Brief:
Can you quote every one of these records back word for word, line by line, with nothing left out or changed?

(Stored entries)
---*---
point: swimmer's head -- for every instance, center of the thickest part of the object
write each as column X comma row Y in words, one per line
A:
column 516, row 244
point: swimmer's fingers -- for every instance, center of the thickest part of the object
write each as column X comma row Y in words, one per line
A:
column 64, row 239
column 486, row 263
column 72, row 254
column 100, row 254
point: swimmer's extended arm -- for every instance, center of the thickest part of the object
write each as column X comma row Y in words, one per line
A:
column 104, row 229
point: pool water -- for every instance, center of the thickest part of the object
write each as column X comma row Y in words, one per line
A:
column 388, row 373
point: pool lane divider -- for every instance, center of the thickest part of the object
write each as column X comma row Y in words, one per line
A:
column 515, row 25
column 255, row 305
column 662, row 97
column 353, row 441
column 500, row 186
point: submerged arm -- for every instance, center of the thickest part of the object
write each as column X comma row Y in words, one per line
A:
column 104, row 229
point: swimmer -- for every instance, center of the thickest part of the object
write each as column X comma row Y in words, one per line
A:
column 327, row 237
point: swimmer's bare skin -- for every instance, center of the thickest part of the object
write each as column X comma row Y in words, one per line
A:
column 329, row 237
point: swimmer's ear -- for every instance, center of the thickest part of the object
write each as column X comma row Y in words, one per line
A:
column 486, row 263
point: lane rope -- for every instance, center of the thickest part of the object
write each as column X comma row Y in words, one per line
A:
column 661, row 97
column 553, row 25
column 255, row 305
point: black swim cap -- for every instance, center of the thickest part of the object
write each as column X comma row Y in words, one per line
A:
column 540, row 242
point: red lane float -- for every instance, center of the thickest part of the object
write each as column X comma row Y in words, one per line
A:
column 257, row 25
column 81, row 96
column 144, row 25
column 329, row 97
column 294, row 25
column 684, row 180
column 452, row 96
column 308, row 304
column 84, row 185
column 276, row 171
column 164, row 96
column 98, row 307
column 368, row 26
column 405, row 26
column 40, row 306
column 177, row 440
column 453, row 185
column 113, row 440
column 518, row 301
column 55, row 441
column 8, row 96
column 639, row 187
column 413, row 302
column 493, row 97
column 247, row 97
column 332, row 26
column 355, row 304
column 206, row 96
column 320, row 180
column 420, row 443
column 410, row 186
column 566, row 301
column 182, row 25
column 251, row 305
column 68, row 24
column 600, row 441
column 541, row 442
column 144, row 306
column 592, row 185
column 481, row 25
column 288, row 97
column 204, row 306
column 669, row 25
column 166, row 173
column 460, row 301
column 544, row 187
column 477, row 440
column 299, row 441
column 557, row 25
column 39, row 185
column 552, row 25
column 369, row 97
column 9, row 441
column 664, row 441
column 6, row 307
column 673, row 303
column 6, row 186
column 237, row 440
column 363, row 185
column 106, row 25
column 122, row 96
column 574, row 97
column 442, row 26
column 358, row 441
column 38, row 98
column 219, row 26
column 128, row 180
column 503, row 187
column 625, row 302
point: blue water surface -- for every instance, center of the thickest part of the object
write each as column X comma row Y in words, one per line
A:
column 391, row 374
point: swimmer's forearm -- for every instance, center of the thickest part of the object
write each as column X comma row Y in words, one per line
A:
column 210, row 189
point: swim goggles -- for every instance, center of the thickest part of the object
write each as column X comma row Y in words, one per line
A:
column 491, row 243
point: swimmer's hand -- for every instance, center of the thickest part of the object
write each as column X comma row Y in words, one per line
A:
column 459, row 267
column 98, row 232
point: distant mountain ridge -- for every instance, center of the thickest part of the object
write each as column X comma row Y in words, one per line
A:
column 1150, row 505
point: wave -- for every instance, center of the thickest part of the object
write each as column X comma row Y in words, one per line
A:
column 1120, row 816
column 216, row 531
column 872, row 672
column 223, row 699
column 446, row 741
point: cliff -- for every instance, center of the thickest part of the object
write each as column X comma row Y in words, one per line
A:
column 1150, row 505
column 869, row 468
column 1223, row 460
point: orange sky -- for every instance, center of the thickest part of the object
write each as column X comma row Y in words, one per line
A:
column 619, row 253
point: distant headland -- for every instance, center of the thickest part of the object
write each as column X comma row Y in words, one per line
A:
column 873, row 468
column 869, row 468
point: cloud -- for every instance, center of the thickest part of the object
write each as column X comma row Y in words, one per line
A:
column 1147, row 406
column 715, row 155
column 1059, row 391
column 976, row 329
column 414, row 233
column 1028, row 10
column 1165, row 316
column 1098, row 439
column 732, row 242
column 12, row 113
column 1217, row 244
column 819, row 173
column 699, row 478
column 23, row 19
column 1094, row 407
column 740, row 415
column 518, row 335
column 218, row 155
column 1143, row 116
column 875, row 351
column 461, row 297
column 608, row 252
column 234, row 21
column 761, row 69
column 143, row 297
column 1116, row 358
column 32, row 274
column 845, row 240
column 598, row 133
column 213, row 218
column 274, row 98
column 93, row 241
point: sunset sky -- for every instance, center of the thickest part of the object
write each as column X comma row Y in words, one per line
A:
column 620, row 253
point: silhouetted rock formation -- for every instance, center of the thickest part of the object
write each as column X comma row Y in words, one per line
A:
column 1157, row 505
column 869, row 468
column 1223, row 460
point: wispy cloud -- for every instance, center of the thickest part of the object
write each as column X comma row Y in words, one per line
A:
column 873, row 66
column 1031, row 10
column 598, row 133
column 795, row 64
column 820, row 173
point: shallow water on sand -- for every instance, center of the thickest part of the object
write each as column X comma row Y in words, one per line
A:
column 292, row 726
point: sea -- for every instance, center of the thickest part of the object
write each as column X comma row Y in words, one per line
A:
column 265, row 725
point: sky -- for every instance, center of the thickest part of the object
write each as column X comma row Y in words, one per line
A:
---*---
Answer to the task:
point: swimmer's head -- for every instance, center of the thickest part of the object
write each as column X comma row Y in words, one per line
A:
column 516, row 244
point: swimmer's fingers -- for every instance, center of the thickest part of the object
write each as column X comma row Y in words, one per line
A:
column 64, row 239
column 486, row 263
column 72, row 254
column 100, row 254
point: swimmer's extended arm -- for every instance, center of the thickest part of the object
write each as column X comma row Y in words, one per line
A:
column 104, row 229
point: pool water -- for every instance, center of the thickest part of the object
write each as column X comma row Y in words, one per line
A:
column 388, row 373
point: pool lane divider -- for every instance, center of the thickest part of the object
write each as column X comma row Y in words, one per line
A:
column 515, row 25
column 255, row 305
column 662, row 97
column 353, row 441
column 500, row 186
point: submerged arm -- for every instance, center of the thickest part of the object
write each as column X comma row Y in words, one per line
A:
column 104, row 229
point: swimmer -- for every instance, center of the thickest part of the object
write each as column X comma row Y in words, one per line
A:
column 327, row 237
point: swimmer's bare skin -- for every instance, center of the thickest part of the object
write each as column X comma row Y in words, one per line
A:
column 329, row 237
point: swimmer's ear -- for every instance, center of the thickest part of the object
write each as column X comma row Y in words, one per line
A:
column 486, row 263
point: lane rope -- for every instance, center of the thickest part of the object
write each as column X comma row Y in words, one per line
A:
column 661, row 97
column 553, row 25
column 255, row 305
point: black swim cap -- for every instance, center of the thickest part of the object
write each as column X comma row Y in words, one per line
A:
column 540, row 242
point: red lane float -- for every instance, center of the thickest part of the object
write each as column X comma row Y in words, one per line
A:
column 257, row 25
column 81, row 96
column 144, row 25
column 329, row 97
column 294, row 25
column 684, row 180
column 452, row 96
column 308, row 304
column 84, row 185
column 276, row 171
column 164, row 96
column 98, row 307
column 368, row 26
column 405, row 26
column 40, row 306
column 177, row 440
column 453, row 185
column 113, row 440
column 518, row 301
column 55, row 441
column 8, row 96
column 639, row 187
column 413, row 302
column 493, row 97
column 247, row 97
column 332, row 26
column 355, row 304
column 206, row 96
column 320, row 180
column 420, row 443
column 410, row 186
column 566, row 301
column 182, row 25
column 251, row 305
column 68, row 24
column 600, row 441
column 541, row 442
column 144, row 306
column 592, row 185
column 481, row 25
column 288, row 97
column 204, row 306
column 669, row 25
column 166, row 173
column 460, row 301
column 544, row 187
column 477, row 440
column 299, row 441
column 557, row 25
column 39, row 185
column 552, row 25
column 369, row 97
column 9, row 441
column 664, row 441
column 6, row 307
column 673, row 303
column 6, row 186
column 237, row 440
column 363, row 185
column 106, row 25
column 122, row 96
column 574, row 97
column 442, row 26
column 358, row 441
column 38, row 98
column 219, row 26
column 128, row 180
column 503, row 187
column 625, row 302
point: blue water surface -- for every instance, center of the thickest part of the object
write each as column X comma row Y in words, one per line
A:
column 391, row 374
point: swimmer's forearm -- for every instance, center of the thickest part of the object
write each as column X comma row Y in words, one per line
A:
column 210, row 189
point: swim goggles -- for every instance, center of the thickest part of the object
write each as column X comma row Y in words, one per line
A:
column 491, row 243
point: swimmer's hand -- for every instance, center of the thickest part of the object
write each as column X comma row Y in words, one per line
A:
column 459, row 267
column 98, row 232
point: distant mountain ridge -- for every instance, center of the thickest part of the object
write each as column X comma row Y in words, one per line
A:
column 1150, row 505
point: wave -- for every instance, center of the thickest part of the object
write each as column X comma row Y in words, one per line
A:
column 1120, row 816
column 216, row 531
column 872, row 672
column 223, row 699
column 446, row 741
point: cliff -- for every instance, center of the thickest part of the object
write each as column X comma row Y in words, one per line
A:
column 1150, row 505
column 869, row 468
column 1223, row 460
point: orange sky -- for every instance, center of the thickest part of the object
write each as column X comma row Y in words, one per line
A:
column 619, row 253
point: distant headland -- for every instance, center of the thickest part of the object
write each as column X comma row Y in words, one per line
A:
column 873, row 468
column 869, row 468
point: cloud -- for every instance, center of the thickest part of the object
write each as column X comma row Y in words, one per line
A:
column 1147, row 406
column 715, row 155
column 1059, row 391
column 976, row 329
column 414, row 233
column 1028, row 10
column 1165, row 316
column 1098, row 439
column 732, row 242
column 12, row 113
column 1217, row 244
column 819, row 173
column 699, row 478
column 23, row 19
column 1094, row 407
column 740, row 415
column 518, row 335
column 218, row 155
column 1143, row 116
column 875, row 351
column 461, row 297
column 608, row 252
column 234, row 21
column 761, row 69
column 143, row 297
column 1116, row 358
column 32, row 274
column 845, row 240
column 598, row 133
column 213, row 218
column 274, row 98
column 93, row 241
point: sunset sky -- for every instance, center of the thickest part of the object
write each as column X comma row Y in words, one per line
A:
column 620, row 253
point: silhouetted rock formation -- for every instance, center of the thickest part of the object
write each as column X comma row Y in words, one per line
A:
column 1157, row 505
column 869, row 468
column 1223, row 460
point: wispy cloud -- for every instance, center of the thickest part of the object
write each as column X comma row Y in words, one per line
A:
column 873, row 66
column 1031, row 10
column 598, row 133
column 795, row 64
column 820, row 173
point: shallow water on sand -- for every instance, center of the thickest part of the object
write each as column X comma row Y in words, one per line
A:
column 292, row 726
point: sea -- for every instance, center of the thickest part of the object
write each as column X comma row Y in words, one per line
A:
column 265, row 725
point: sky -- for every instance, center of the thickest part of the object
write each as column X comma row Y in words, one per line
A:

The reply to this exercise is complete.